● Problem to work on
Please copy, exactly as they appear below, the lines from the one containing "Target: paper lantern" through the one containing "x=841, y=898".

^^^^^^^^^^^^^^^^

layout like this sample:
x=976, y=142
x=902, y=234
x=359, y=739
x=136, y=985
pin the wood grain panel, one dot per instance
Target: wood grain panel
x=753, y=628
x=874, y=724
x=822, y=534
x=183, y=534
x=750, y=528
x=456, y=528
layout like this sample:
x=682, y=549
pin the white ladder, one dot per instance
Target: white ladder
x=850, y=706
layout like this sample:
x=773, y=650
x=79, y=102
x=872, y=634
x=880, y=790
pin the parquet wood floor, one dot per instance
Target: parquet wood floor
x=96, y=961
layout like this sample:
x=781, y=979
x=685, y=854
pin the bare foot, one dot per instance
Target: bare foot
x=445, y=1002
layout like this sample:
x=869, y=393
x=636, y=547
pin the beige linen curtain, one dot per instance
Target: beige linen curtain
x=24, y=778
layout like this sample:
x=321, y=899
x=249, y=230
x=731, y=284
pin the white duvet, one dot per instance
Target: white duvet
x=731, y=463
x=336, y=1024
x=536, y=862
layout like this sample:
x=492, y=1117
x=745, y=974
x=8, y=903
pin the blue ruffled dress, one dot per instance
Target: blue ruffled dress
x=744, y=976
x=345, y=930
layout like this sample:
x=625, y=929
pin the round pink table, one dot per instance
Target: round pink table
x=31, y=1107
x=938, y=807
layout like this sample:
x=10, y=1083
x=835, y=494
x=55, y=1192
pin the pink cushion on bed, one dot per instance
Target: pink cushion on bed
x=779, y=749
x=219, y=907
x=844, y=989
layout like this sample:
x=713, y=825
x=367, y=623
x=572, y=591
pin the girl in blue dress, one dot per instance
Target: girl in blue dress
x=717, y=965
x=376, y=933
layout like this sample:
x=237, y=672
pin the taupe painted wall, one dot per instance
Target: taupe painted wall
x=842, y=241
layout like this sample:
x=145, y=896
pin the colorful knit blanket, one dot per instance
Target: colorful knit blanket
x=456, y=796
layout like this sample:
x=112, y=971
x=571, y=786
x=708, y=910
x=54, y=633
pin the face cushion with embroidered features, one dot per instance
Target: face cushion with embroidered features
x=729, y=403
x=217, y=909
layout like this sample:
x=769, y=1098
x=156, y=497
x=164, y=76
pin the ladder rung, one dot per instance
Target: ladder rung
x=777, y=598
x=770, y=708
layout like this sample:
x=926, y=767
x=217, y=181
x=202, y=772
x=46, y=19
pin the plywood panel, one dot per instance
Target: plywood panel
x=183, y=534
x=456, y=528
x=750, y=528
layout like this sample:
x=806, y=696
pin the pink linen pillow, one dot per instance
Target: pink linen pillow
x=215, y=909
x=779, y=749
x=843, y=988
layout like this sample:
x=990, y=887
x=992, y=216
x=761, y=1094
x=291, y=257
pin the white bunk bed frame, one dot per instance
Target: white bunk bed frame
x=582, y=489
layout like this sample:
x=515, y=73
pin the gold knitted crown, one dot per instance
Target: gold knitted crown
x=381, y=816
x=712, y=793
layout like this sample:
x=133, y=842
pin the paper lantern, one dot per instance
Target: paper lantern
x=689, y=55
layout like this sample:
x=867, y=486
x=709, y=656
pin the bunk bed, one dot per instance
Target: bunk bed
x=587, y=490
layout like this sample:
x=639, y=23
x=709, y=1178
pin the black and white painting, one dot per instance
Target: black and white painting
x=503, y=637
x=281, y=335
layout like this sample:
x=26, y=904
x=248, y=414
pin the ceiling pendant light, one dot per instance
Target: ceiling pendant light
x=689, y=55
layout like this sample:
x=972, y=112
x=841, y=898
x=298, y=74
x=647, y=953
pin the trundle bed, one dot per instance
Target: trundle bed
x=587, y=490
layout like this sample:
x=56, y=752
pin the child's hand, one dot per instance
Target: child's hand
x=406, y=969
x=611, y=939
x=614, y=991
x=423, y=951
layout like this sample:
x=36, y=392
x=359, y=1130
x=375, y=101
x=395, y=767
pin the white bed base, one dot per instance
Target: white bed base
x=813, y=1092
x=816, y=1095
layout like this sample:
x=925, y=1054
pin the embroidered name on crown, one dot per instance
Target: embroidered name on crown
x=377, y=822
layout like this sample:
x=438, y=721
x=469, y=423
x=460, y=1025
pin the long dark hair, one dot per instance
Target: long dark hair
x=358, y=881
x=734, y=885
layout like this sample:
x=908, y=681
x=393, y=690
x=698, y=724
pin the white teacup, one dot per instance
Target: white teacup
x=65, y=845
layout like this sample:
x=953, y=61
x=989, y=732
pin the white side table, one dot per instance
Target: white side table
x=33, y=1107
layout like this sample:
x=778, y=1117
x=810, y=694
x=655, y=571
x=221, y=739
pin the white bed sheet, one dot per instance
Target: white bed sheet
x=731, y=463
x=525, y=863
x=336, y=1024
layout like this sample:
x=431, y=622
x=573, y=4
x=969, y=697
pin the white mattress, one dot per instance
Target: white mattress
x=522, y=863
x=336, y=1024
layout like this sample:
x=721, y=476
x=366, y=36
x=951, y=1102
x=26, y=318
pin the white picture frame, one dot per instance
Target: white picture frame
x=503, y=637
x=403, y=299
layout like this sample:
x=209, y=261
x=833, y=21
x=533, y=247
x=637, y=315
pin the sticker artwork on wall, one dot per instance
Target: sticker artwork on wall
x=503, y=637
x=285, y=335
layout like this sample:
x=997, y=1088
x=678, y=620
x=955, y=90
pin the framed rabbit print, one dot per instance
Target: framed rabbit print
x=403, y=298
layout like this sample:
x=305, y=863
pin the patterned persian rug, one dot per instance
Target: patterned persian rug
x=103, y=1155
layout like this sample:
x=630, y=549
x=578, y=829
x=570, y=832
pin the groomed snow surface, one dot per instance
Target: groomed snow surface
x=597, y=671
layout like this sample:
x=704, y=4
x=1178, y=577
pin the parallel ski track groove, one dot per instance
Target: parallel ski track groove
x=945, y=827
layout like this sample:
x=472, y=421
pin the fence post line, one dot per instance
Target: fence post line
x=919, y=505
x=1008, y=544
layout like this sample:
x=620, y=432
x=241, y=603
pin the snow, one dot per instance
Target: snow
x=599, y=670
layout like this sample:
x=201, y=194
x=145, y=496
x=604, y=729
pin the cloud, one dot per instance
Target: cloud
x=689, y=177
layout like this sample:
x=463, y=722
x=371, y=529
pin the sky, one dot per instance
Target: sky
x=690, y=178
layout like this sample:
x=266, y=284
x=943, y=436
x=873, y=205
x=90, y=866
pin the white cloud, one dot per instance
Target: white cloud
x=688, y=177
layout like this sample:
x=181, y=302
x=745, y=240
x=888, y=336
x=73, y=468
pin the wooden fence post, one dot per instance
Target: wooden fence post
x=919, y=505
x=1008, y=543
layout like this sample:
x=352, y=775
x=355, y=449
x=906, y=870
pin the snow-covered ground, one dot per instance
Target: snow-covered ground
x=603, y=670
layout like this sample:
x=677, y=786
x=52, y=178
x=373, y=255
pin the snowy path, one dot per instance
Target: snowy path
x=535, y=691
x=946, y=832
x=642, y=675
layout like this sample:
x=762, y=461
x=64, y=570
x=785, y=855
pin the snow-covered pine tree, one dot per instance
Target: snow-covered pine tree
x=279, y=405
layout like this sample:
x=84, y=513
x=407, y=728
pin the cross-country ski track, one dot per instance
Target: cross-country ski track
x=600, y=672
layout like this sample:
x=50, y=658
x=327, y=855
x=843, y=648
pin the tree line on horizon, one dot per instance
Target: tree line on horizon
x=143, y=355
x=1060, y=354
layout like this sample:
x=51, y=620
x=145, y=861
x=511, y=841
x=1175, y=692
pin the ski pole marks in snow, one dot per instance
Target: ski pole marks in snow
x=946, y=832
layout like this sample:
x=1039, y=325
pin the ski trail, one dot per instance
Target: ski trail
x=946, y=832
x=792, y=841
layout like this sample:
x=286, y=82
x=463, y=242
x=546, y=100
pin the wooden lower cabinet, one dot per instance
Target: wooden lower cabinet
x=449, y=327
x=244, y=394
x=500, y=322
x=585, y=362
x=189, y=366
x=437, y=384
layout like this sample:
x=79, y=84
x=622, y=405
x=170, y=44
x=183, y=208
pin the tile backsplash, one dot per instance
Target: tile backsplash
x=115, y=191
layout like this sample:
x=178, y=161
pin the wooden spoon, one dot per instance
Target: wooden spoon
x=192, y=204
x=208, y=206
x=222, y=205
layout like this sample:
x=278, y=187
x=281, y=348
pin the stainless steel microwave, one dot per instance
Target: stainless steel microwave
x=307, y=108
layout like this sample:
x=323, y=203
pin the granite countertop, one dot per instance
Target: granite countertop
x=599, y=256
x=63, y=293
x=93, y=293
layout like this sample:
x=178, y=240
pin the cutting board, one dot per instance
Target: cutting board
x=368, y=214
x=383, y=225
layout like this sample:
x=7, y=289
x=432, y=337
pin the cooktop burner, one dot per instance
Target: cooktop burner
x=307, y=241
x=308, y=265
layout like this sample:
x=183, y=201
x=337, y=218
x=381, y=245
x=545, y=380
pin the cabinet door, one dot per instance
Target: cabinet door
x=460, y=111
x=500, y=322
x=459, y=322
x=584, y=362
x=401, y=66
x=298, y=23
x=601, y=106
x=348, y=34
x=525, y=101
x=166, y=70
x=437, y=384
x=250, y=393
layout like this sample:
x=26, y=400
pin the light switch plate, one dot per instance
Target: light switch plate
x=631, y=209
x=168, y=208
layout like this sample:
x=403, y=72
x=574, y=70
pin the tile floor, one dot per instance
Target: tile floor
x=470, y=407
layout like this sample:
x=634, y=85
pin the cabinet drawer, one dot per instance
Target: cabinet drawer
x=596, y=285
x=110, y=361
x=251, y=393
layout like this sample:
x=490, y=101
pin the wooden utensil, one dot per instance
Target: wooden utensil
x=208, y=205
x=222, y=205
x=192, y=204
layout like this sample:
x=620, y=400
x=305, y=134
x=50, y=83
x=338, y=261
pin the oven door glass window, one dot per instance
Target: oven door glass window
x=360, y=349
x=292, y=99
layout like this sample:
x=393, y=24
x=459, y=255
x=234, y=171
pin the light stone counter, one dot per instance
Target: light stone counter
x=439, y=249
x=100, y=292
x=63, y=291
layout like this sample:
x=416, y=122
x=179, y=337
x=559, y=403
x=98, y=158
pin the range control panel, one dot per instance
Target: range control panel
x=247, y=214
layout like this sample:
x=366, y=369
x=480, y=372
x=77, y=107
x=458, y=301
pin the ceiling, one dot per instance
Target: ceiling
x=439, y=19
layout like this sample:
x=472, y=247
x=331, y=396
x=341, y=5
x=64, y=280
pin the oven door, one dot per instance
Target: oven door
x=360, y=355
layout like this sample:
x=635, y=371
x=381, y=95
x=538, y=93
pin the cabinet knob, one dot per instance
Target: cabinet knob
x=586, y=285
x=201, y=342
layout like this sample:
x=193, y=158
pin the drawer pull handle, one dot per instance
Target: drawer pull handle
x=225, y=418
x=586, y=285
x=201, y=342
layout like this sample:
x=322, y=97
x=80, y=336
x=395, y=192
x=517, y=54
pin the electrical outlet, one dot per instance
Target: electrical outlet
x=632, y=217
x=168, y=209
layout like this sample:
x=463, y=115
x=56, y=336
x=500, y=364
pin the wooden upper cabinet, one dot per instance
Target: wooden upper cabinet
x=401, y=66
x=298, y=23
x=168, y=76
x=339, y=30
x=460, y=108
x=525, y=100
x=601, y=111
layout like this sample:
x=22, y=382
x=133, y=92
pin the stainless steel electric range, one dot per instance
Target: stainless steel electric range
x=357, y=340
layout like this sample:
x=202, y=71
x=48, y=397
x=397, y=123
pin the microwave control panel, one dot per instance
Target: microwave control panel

^^^^^^^^^^^^^^^^

● Solution
Target: paper lantern
x=689, y=55
layout like this sample:
x=867, y=486
x=709, y=656
pin the bunk bed, one dot per instance
Target: bunk bed
x=587, y=490
layout like this sample:
x=639, y=23
x=709, y=1178
pin the black and white painting, one dot per instance
Target: black and white painting
x=503, y=637
x=281, y=335
layout like this sample:
x=26, y=904
x=248, y=414
pin the ceiling pendant light, one dot per instance
Target: ceiling pendant light
x=689, y=55
layout like this sample:
x=972, y=112
x=841, y=898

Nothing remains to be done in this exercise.